(Dataset excerpts)
※

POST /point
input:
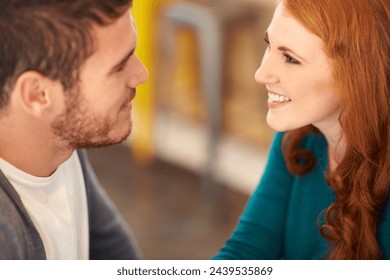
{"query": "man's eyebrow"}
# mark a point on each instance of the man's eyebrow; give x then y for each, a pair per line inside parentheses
(122, 62)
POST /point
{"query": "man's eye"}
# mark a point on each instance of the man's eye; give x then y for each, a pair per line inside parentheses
(290, 59)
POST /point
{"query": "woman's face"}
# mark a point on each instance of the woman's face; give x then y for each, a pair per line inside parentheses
(298, 76)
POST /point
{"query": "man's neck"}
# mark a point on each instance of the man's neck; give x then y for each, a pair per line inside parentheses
(31, 150)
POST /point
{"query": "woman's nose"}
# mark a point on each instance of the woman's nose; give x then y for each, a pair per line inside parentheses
(266, 73)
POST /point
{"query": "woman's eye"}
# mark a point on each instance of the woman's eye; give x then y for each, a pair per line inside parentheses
(290, 59)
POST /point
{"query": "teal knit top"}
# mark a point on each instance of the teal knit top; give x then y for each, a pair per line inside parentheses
(283, 216)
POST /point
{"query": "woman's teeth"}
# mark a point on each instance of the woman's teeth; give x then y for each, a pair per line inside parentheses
(278, 98)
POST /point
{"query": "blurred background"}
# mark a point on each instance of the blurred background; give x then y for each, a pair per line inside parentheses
(199, 141)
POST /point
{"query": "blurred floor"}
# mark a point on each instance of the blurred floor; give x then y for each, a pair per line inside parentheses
(171, 216)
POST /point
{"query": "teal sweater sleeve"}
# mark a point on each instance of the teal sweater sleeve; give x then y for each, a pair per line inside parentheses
(283, 216)
(259, 234)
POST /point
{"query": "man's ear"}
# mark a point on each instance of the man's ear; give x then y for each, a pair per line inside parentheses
(32, 91)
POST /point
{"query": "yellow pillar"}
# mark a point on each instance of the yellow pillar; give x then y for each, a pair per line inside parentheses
(144, 13)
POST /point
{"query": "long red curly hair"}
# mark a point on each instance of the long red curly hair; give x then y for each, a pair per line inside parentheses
(356, 34)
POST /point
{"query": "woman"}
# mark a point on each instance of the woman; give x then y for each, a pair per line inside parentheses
(325, 191)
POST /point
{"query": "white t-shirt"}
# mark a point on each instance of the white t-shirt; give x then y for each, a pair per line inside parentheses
(58, 207)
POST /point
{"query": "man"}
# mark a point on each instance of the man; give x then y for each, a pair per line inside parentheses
(68, 74)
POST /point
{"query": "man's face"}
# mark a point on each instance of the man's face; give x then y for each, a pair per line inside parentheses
(98, 112)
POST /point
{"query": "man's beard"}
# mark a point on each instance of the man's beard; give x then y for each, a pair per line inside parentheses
(75, 128)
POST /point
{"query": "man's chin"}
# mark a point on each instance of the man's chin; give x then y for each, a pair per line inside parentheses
(102, 142)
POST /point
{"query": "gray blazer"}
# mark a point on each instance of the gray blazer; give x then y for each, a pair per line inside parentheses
(109, 236)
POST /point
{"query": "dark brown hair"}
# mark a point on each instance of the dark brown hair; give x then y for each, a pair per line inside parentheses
(52, 37)
(356, 34)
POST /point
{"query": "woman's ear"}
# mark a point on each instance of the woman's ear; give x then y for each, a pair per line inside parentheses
(32, 91)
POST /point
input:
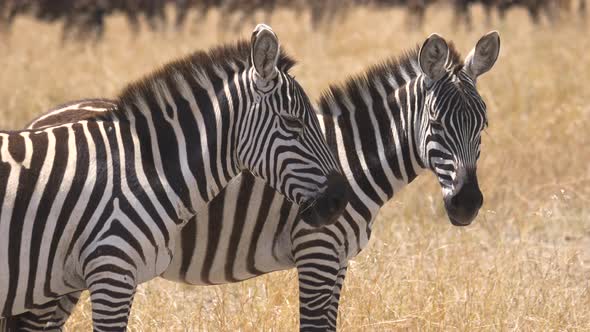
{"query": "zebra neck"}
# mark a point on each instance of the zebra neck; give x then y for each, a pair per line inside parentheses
(187, 138)
(372, 132)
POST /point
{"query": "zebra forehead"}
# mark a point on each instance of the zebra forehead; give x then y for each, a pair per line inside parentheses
(395, 72)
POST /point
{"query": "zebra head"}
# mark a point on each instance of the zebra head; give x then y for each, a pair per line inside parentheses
(453, 119)
(281, 140)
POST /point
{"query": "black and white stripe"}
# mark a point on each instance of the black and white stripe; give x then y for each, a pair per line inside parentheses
(420, 111)
(98, 203)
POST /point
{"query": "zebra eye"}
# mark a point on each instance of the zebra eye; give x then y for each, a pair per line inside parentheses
(292, 122)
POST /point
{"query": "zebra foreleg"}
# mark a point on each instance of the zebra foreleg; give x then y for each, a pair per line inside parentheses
(112, 285)
(50, 316)
(319, 293)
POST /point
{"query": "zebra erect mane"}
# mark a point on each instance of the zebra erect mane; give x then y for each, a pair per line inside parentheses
(402, 69)
(207, 62)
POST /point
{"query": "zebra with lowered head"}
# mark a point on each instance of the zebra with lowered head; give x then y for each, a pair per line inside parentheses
(417, 112)
(98, 203)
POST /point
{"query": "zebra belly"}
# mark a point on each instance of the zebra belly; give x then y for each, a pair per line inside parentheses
(233, 241)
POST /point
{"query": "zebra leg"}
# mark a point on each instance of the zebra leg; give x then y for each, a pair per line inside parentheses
(112, 284)
(50, 316)
(63, 310)
(320, 283)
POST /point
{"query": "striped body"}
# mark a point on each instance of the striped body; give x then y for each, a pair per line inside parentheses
(98, 203)
(375, 124)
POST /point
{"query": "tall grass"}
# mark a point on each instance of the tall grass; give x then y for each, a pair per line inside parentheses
(523, 265)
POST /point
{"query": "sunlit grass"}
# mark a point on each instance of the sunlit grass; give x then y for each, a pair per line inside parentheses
(524, 264)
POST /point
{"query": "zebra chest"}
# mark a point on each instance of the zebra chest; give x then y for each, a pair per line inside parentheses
(224, 245)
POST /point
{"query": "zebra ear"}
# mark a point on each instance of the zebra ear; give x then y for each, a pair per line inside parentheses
(265, 51)
(433, 56)
(484, 55)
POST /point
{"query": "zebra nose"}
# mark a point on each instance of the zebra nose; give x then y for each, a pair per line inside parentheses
(331, 203)
(463, 206)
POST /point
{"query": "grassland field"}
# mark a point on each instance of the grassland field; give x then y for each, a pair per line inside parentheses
(524, 265)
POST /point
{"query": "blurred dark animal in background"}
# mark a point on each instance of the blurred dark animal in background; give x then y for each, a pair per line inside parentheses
(86, 19)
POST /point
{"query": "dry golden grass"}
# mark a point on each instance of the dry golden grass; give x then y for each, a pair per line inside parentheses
(523, 265)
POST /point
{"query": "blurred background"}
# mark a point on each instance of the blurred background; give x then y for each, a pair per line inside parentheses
(525, 262)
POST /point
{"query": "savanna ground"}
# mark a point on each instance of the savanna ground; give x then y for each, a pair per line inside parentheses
(523, 265)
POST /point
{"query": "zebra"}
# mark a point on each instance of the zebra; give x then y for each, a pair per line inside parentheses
(387, 125)
(99, 203)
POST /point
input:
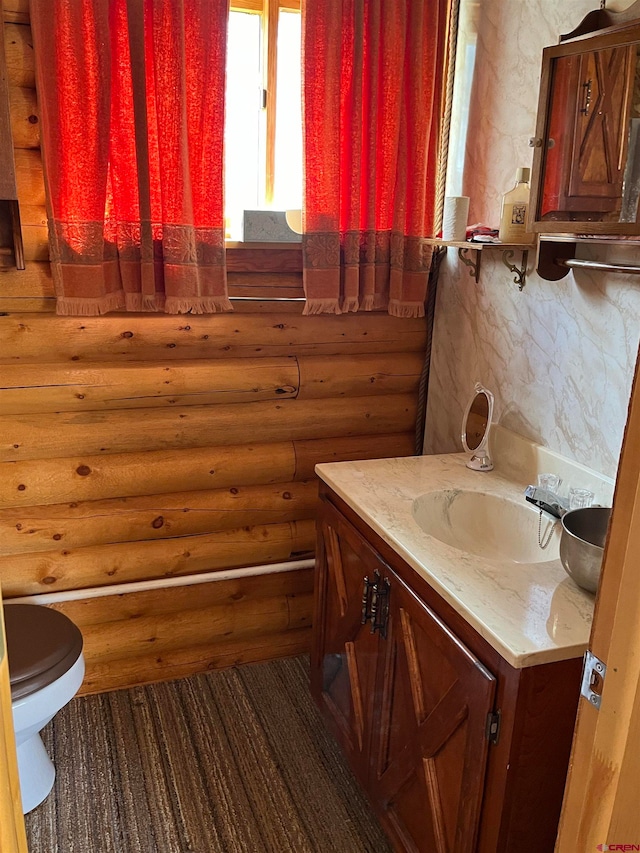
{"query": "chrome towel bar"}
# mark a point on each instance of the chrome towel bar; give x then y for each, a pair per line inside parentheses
(630, 269)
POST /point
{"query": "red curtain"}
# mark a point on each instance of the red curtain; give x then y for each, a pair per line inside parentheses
(131, 97)
(373, 75)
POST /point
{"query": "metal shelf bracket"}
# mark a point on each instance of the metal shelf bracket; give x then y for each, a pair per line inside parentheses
(474, 266)
(520, 273)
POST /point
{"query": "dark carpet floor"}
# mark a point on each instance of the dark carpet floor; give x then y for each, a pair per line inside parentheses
(236, 761)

※

**Directions for this task**:
An exact copy of every line above, minus the pictures, is the required output.

**Solution for this exercise**:
POST /point
input:
{"query": "man's eyebrow"}
# mark a point on each instance of the man's eyebrow; give x then y for each, a pair per line inside parentheses
(122, 62)
POST /point
{"query": "man's eye"}
# mark a point on each instance of the man's eye; give x then y for each, a pair per line inside parentheses
(290, 59)
POST /point
{"query": "woman's face"}
# mark a point on each instance of the woman's face; give x then y for each, a pair per line inside parentheses
(298, 76)
POST /point
{"query": "man's neck"}
# mark a point on each instance of the man's neck; give x then y for each, a pair per line inside parentheses
(31, 150)
POST /point
{"query": "woman's nose"}
# mark a point on each instance of the woman's nose; give x then y for each, a pair per line inside parentheses
(266, 73)
POST /point
{"query": "woman's eye"}
# mark a point on each instance of the woman's eye; give x then y for each, a pair per line inside parentheses
(290, 59)
POST /point
{"query": "teal knit top"}
# mark a point on each instance of the teal knit top; give x then y for each, a pair per line inside parentheses
(283, 216)
POST /point
{"query": "woman's teeth"}
# mark a point on each instance of the woman's teeth; give x then y for each, a pair per line inside parentheses
(278, 98)
POST /point
{"query": "blurred background"}
# mark a point on each instance of the blurred background; give x then y for each, a pair per line inside parentheses
(199, 141)
POST /point
{"query": "blurred floor"}
# mark a point on each instance of the blurred floor; give x then y for each, a pair per line inside parentheses
(171, 216)
POST /point
{"query": "teal sweater sleeve"}
# mark a point on each instance of the teal sweater sleeve; give x then y for each, a pair per line inside parentheses
(283, 216)
(259, 234)
POST /point
{"query": "man's ear"}
# mark a point on each instance of the man's ear; give x then y for each, a pair per line inside parentheses
(32, 91)
POST /point
{"query": "yellow pillar"}
# mark a point on each instance of the yellow pillar; give x then y for each, a pair per line inside parentheses
(144, 13)
POST /point
{"query": "long red curly hair"}
# mark a point on each instance of the long red curly hair; give x then y for each, a pair per line inside parentheses
(356, 34)
POST /point
{"query": "woman"}
# mark a point on each instance of the woman; give x then y for each, a pair per line inside parentheses
(325, 191)
POST /point
{"query": "white t-shirt"}
# mark a point on each instance of the white t-shirt; give x then y for each, a pair per line inside parentheses
(58, 207)
POST /point
{"query": "man"}
# mark a point on each instance of the man; give x then y for each, a pair per line inside parentheses
(68, 74)
POST /point
{"query": "man's face"}
# mark a point on each instance of the man's face; give x then y for each, a pair per line inside parentheses
(98, 112)
POST /point
{"query": "man's beard"}
# mark a point on each instance of the man's beard; give x then y for each, a pair per line inside parentheses
(75, 128)
POST /point
{"query": "man's chin"}
# mark a point on each instance of the man's chin; give x then y for each, a pair per line inside parentheses
(102, 142)
POST /point
{"query": "gray blazer"}
# mark a point on each instance of the gray blazer; give x then y for each, a pair per line inside parentheses
(109, 236)
POST /point
{"query": "dark brown hair"}
# mark a point on each instance of the dark brown hair; give x then y for each, a pair per line inside parentheses
(52, 37)
(356, 34)
POST /point
{"query": "woman's ear"}
# mark a point on each instance of the woman's ear; give x then y for each, a pair per line inside parentheses
(32, 91)
POST /point
input:
{"query": "zebra neck"}
# mark a point on each instance of the zebra neck; give x then y for each, a pair per line inside parentheses
(187, 138)
(372, 132)
POST /point
{"query": "zebra forehead"}
# mark a point on each instance of the zebra forehead; give x then y for each, a pair per line inside parentheses
(395, 72)
POST /point
{"query": "zebra head"}
# mark a point on each instance of the zebra head; give x then y for each, a pair per line inside parentheses
(453, 119)
(281, 140)
POST /point
{"query": "black and white stripe"}
# mark a point on each instance of the black and white stripe; give x then y for each, a pair per line inside parentheses
(420, 111)
(98, 203)
POST /point
{"query": "zebra eye"}
# mark a point on each instance of the zebra eye; give x then y for each, a pair per line inside parentheses
(292, 122)
POST /point
{"query": "zebra foreleg"}
# mark a point on each instance of the zebra foreleg; give x then y for each, a pair per line inside parentheses
(112, 285)
(50, 316)
(319, 293)
POST /point
{"query": "zebra erect mane"}
# mark a point on each instance of the zebra erect mane; give x then y for each, a pair per line inside parentheses
(402, 69)
(207, 62)
POST /point
{"query": "zebra with lowered head"}
# mark a point on each instance of the zebra with lowered head; give x then y for each, a pair per line inside parentheses
(417, 112)
(98, 203)
POST /point
{"query": "zebra belly"}
# mark a point on each instance of the zebra belly; give x then y for each, a pair per line inside parentheses
(233, 241)
POST /point
{"query": "zebra leg"}
# mark a point on each instance of the zebra leg; give x then y for each, a pair per line inside parentheses
(112, 284)
(50, 316)
(63, 310)
(320, 283)
POST /point
{"query": "striped body"}
# mark a point on each instance of the striped body; give x then y for each, a pair per line inside parentheses
(98, 203)
(375, 124)
POST /point
{"query": "tall grass"}
# mark a point on each instance of the tall grass; give x then y for each, a pair per line inside parentheses
(523, 265)
POST /point
{"query": "sunlit grass"}
# mark a point on each instance of the sunlit grass; give x then y for each, a pair per line inside parentheses
(524, 264)
POST /point
{"query": "zebra chest"}
# mark a point on each instance of the zebra chest; give x then y for each, a pair per line inside parentheses
(224, 245)
POST /point
{"query": "zebra ear"}
# mark a point on each instance of the zebra ear; give x then y for each, a pair per line inside parentheses
(265, 51)
(433, 56)
(484, 55)
POST /point
{"query": "zebra nose"}
# mark a point on each instance of the zebra nose; give x then y for each, a pair per line inside parentheses
(331, 203)
(463, 206)
POST /point
{"query": "grassland field"}
# mark a point on each instance of the grassland field; give x then y for each, a pair per line inside parentheses
(524, 265)
POST /point
{"query": "blurred dark animal in background"}
# mark a point on each instance of the blurred dark animal in background; give x then y for each, a pair per line inside parentheses
(86, 19)
POST /point
{"query": "dry golden grass"}
# mark a point on each instance of the dry golden grass; give x then y for each, a pair per line inside parentheses
(523, 265)
POST /point
{"query": "blurred background"}
# mark a point on each instance of the blurred background; give x then y for each, a pair per line inside parentheses
(525, 262)
POST /point
{"query": "savanna ground"}
# mark a point on each instance of the savanna ground; give x then y for each, a pair per line inside parentheses
(523, 265)
POST /point
{"query": "zebra"}
# mark a point on each instance of the zebra; give x then y for each, a pair per line inside parentheses
(387, 125)
(99, 203)
POST /point
input:
{"query": "chrome towel bar"}
# mark a point on each instance of the chrome towel bar; give x then y for each, a pair per line inside parentheses
(630, 269)
POST /point
{"query": "red curtain"}
# mark a point on each instance of the red curtain; give x then y for each, a pair per line inside parentheses
(131, 97)
(373, 75)
POST /point
{"query": "metal shelf bracket"}
# mark a point on each instance of the metal shelf bracket; give x then y for each, a pair per line inside parentheses
(474, 266)
(520, 273)
POST /point
{"query": "dark carpet floor"}
# mark a point on each instance of the dark carpet floor; give x then y for each, a pair per line inside parentheses
(236, 761)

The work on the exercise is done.